Aim of the task:
A verbatim copy of every entry is required. Produce it now.

[Stored data]
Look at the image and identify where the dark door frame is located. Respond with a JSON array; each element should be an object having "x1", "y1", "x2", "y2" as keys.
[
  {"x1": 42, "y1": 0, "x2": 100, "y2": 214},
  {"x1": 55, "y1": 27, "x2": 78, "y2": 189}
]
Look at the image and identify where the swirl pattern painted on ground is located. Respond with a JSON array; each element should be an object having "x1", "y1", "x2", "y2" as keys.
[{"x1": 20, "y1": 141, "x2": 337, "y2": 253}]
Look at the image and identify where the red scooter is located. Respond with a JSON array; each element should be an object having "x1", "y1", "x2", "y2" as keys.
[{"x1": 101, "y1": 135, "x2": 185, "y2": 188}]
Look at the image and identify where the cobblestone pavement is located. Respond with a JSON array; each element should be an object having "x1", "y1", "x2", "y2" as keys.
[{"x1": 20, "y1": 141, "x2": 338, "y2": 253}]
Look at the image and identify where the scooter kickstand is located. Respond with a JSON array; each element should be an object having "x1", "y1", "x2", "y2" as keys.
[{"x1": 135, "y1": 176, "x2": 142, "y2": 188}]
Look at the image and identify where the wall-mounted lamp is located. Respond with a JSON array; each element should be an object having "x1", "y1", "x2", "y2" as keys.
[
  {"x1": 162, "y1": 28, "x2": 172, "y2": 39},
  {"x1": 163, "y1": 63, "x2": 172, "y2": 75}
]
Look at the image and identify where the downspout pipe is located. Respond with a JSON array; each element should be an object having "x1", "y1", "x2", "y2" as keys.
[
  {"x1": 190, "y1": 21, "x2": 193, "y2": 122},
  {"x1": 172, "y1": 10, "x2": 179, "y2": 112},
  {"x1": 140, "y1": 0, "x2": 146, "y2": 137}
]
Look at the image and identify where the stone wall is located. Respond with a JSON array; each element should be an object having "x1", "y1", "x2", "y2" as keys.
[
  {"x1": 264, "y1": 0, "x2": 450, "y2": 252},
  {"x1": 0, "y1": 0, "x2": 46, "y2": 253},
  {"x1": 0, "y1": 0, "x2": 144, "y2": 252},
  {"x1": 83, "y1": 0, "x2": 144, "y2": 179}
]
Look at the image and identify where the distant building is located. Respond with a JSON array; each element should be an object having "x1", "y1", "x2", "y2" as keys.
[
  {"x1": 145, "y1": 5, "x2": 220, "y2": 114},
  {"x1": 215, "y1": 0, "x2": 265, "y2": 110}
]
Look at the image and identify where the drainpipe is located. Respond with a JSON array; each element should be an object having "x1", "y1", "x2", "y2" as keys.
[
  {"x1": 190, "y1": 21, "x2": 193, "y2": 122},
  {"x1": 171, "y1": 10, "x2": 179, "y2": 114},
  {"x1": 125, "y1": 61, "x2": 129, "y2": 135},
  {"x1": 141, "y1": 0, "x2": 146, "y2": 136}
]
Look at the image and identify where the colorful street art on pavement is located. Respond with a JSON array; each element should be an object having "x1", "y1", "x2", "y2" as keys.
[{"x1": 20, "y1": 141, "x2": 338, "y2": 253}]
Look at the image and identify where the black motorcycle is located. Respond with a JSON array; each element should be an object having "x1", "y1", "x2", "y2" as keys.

Result:
Look at the image and identify where the dark door frame is located. Respond with a JSON array; each element should be an object having "x1", "y1", "x2", "y2" as keys.
[
  {"x1": 42, "y1": 0, "x2": 100, "y2": 214},
  {"x1": 55, "y1": 27, "x2": 78, "y2": 189}
]
Look at the image and identify where the swirl pattern painted on ground is located. Respond with a JSON array; each element should be an object having "x1", "y1", "x2", "y2" as keys.
[{"x1": 20, "y1": 141, "x2": 337, "y2": 253}]
Look at the image and identify where the red scooter is located. Respond with a JSON array; each element should be an object having "x1", "y1", "x2", "y2" as keys.
[{"x1": 101, "y1": 135, "x2": 185, "y2": 188}]
Look at the image and identify where the cobblestone pavement is located. Respond with a JSON array; each element should be an object having "x1", "y1", "x2", "y2" as keys.
[{"x1": 20, "y1": 141, "x2": 338, "y2": 253}]
Look at the image and identify where the scooter kickstand is located. Respond with a JSON array; each element should be an object having "x1", "y1", "x2", "y2" as keys.
[{"x1": 135, "y1": 176, "x2": 142, "y2": 188}]
Look at the image and identify where the wall-mounted lamp is located. Respond with a JSON array; each element should be an object having "x1", "y1", "x2", "y2" as keys.
[
  {"x1": 162, "y1": 28, "x2": 172, "y2": 39},
  {"x1": 163, "y1": 63, "x2": 172, "y2": 75}
]
Look at the image and identify where the downspout pipe is located. Respond with a JSON array; each element should be an object having "x1", "y1", "x2", "y2" as keys.
[
  {"x1": 190, "y1": 21, "x2": 193, "y2": 122},
  {"x1": 172, "y1": 10, "x2": 179, "y2": 112},
  {"x1": 140, "y1": 0, "x2": 146, "y2": 137}
]
Look at the image and identify where the stone wall is located. Respond with a JSON array; each element should be an object having "x1", "y1", "x2", "y2" as keys.
[
  {"x1": 264, "y1": 0, "x2": 450, "y2": 252},
  {"x1": 0, "y1": 0, "x2": 46, "y2": 253},
  {"x1": 0, "y1": 0, "x2": 144, "y2": 252},
  {"x1": 83, "y1": 0, "x2": 144, "y2": 179}
]
Look at the image and identify where the distant building is located. Respond with a JSON array; each element should be an object having "x1", "y1", "x2", "y2" as keys.
[
  {"x1": 145, "y1": 5, "x2": 220, "y2": 114},
  {"x1": 215, "y1": 0, "x2": 265, "y2": 110}
]
Look at the image and identify where the drainpipe is located. Respond with a JSON array; each element should be an object having "x1", "y1", "x2", "y2" as keys.
[
  {"x1": 190, "y1": 21, "x2": 193, "y2": 122},
  {"x1": 171, "y1": 10, "x2": 179, "y2": 114},
  {"x1": 125, "y1": 61, "x2": 129, "y2": 135},
  {"x1": 141, "y1": 0, "x2": 146, "y2": 136}
]
Look at the image and identify where the colorful street art on pavement is located. Respond with a JSON array; each element should be an object having "x1", "y1", "x2", "y2" as keys.
[{"x1": 20, "y1": 141, "x2": 338, "y2": 253}]
Look at the image and identify where the black motorcycle is located. Respond with a JSON array; each element should be an object having "x1", "y1", "x2", "y2" as keys.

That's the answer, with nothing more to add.